> _Exercise objective_
Take the entries below and reproduce them word for word.

> _Working data_
## BEGIN

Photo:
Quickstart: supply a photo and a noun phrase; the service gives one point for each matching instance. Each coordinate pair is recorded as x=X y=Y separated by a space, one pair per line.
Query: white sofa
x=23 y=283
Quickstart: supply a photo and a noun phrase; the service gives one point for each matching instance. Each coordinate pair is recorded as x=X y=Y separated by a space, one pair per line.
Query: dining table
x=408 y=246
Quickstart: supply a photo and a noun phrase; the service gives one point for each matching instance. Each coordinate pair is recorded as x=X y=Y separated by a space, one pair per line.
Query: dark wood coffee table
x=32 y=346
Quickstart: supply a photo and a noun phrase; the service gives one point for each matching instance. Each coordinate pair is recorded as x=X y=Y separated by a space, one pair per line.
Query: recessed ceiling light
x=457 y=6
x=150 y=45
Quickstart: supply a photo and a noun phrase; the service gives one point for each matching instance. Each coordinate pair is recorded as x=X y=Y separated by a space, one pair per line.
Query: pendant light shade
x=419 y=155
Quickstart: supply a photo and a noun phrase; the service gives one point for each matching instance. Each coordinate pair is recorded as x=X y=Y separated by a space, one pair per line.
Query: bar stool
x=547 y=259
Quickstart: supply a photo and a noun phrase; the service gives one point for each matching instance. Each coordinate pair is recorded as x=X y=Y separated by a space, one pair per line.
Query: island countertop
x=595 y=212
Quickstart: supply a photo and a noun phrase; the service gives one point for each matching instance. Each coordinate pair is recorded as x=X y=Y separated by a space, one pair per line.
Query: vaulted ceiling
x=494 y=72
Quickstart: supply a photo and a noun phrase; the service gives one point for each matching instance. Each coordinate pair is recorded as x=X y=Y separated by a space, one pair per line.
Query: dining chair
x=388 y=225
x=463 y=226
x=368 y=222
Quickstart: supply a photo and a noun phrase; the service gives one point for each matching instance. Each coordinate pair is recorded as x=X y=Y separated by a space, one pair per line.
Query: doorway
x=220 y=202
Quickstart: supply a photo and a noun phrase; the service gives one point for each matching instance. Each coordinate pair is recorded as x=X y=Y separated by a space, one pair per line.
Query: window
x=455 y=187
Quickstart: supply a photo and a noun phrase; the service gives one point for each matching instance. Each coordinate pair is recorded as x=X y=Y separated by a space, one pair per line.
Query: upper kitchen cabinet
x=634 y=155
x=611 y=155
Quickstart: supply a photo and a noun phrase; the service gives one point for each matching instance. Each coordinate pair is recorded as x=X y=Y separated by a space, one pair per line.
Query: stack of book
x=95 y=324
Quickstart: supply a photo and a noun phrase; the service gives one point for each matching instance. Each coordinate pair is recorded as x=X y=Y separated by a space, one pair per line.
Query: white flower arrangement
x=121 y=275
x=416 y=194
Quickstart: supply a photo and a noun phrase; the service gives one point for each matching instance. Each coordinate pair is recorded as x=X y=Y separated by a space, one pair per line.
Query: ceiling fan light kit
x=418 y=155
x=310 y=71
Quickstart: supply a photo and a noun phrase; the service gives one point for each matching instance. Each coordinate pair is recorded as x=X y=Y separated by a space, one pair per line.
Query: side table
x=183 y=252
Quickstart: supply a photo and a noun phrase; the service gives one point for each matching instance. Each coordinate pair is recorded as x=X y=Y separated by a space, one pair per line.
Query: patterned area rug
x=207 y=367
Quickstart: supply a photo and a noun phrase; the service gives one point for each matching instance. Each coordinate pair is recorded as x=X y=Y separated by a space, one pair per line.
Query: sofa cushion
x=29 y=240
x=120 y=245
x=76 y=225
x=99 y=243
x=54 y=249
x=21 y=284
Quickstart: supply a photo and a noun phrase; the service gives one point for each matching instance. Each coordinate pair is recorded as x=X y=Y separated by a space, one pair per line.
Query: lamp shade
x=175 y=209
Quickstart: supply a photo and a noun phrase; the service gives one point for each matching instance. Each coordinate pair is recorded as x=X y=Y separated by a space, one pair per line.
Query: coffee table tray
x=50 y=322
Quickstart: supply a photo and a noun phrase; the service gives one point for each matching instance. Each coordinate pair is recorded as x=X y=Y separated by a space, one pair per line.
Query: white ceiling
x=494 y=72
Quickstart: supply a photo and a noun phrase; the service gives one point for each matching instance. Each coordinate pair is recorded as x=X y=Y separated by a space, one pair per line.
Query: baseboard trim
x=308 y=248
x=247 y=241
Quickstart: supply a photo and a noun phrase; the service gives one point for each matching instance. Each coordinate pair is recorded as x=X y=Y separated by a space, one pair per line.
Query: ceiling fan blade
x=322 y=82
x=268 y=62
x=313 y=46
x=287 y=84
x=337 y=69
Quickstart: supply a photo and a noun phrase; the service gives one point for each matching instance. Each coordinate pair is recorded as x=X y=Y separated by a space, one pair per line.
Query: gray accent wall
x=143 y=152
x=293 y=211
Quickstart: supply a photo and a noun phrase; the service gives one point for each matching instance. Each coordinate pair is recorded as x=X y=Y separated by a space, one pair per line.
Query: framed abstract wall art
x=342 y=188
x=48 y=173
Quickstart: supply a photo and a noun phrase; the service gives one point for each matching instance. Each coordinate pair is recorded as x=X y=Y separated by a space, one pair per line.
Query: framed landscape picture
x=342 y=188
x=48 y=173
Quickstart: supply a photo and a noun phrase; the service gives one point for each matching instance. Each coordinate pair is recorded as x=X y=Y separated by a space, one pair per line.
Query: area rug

## END

> _Correct answer_
Photo:
Quickstart: supply a photo and a noun phrase; the service gives one point for each matching instance. Each coordinate pair is recorded as x=X y=Y separated by a space, one pair per line.
Query: white sofa
x=23 y=283
Quickstart: supply a photo and a noun phrase; the service gives one point for each matching instance. Each coordinate pair is recorded as x=X y=Y separated by a space, one pair per line.
Query: dining table
x=408 y=246
Quickstart: supply a photo and a noun phrase; the service gives one point for each matching instance. Each coordinate pair is recorded as x=X y=Y separated by a space, one pair per line.
Query: dark wood coffee table
x=32 y=346
Quickstart: supply a photo and a noun phrase; the service gives one point for each matching instance. Each coordinate pair is recorded as x=X y=Y separated by a space, one pair per line.
Query: recessed ceiling light
x=457 y=6
x=150 y=45
Quickstart: supply a photo and a noun phrase; the service gives one point for each matching instance. Each coordinate pair is recorded as x=X y=Y separated by a space, one pair per line.
Query: pendant light shade
x=419 y=155
Quickstart: supply a photo and a noun phrase; the service gives one point for each matching instance. Each coordinate pair is recorded as x=X y=Y separated by a space, one pair per line.
Query: bar stool
x=547 y=259
Quickstart: supply a photo and a noun phrase; the service gives one point for each matching instance. Each coordinate pair is recorded as x=X y=Y separated by a space, one pair per line.
Query: island countertop
x=595 y=212
Quickstart: supply a photo and a noun phrase; the service gives one point for each matching instance. Each coordinate pair is recorded as x=X y=Y separated by a space, one pair per line.
Query: vaulted ceiling
x=494 y=72
Quickstart: supply a photo and a noun phrase; the service gives one point for each matching instance. Each coordinate pair is recorded as x=X y=Y separated by a space, one pair per line.
Query: dining chair
x=388 y=225
x=463 y=226
x=368 y=222
Quickstart: supply a photo and a noun phrase; the service gives one point for each matching instance. Each coordinate pair is recorded as x=X y=Y separated by a space, one pair per line.
Query: doorway
x=220 y=202
Quickstart: supply a photo and a noun phrase; the service gives one point for each matching instance. Each coordinate pair is recorded as x=X y=Y separated by a space, one pair per line.
Query: window
x=455 y=187
Quickstart: supply a photo and a noun phrase; the service gives one point for each matching instance. Each coordinate pair is recorded as x=X y=Y separated by a space, one pair per line.
Query: upper kitchen cabinet
x=634 y=155
x=611 y=155
Quickstart: supply a photo and a noun phrase; the service gives one point for each matching instance. Each coordinate pair is recorded as x=X y=Y separated by a space, one pair per line.
Query: stack of book
x=95 y=324
Quickstart: supply a photo and a noun phrase; the service gives one point for each matching instance. Each coordinate pair is recorded as x=X y=Y separated by a space, one pair per line.
Query: white flower arrangement
x=121 y=275
x=416 y=194
Quickstart: supply a photo and a noun phrase; the service gives one point for each matching instance. Each coordinate pair is recorded as x=X y=Y separated by a space, one pair per line.
Query: ceiling fan light kit
x=418 y=155
x=310 y=71
Quickstart: supply a photo and a noun phrase; the service gives one point for each matching instance. Each coordinate pair is recorded as x=X y=Y separated by a space, one pair per line.
Query: side table
x=183 y=252
Quickstart: supply a photo and a noun phrase; the service gives one point for each matching instance. Each coordinate pair is recorded as x=X y=Y separated by a space, one pair per line.
Query: patterned area rug
x=207 y=367
Quickstart: supply a photo and a noun phrase; the service gives one point for each matching instance. Each coordinate pair is recorded as x=X y=Y separated by a space, one pair per line.
Query: sofa cushion
x=29 y=240
x=120 y=245
x=76 y=225
x=99 y=243
x=54 y=249
x=21 y=284
Quickstart: supply a photo and a noun phrase; the service gives one point for each matching instance. Each coordinate pair is recorded as x=X y=Y separated by a space, one pair per line.
Query: lamp shade
x=175 y=209
Quickstart: supply a photo and a noun phrase; the service gives one point for each matching instance. Each coordinate pair is recorded as x=X y=Y separated by a space, one pair per line.
Query: coffee table tray
x=50 y=322
Quickstart: supply a photo and a noun phrase; the service gives one point for each matching instance. Each coordinate pair is recorded as x=X y=Y separated by a space, one pair per line.
Query: white ceiling
x=494 y=72
Quickstart: supply a photo and a noun phrase; the service gives one point for each matching instance. Each coordinate pair is recorded as x=X y=Y separated by a space, one pair per line.
Query: baseboard trim
x=308 y=248
x=247 y=241
Quickstart: supply a photo and a noun phrase; the service gives one point for each matching instance. Each coordinate pair is recorded as x=X y=Y separated by a space, one pair per line.
Query: ceiling fan blade
x=322 y=82
x=268 y=62
x=313 y=46
x=287 y=84
x=337 y=69
Quickstart: supply a photo and a noun phrase; the service gives one point for each matching instance. Each coordinate pair is recorded as x=X y=Y separated by a space, one pair per line.
Query: gray accent wall
x=143 y=152
x=293 y=211
Quickstart: supply a photo and a noun phrase; the service gives one point for each matching instance. Each coordinate pair is recorded as x=X y=Y separated by a space, one pair per line.
Query: framed abstract wall art
x=342 y=188
x=48 y=173
Quickstart: supply a photo and a noun phrase; the service gives one point for each matching instance. Each coordinate pair is recorded as x=X y=Y separated by a space, one pair per line.
Query: framed landscape picture
x=342 y=188
x=48 y=173
Quickstart: supply a photo and a noun phrase; the service gives one point for each matching instance. Each coordinate pair is recorded as x=X y=Y separated by a space, one pair per line.
Query: area rug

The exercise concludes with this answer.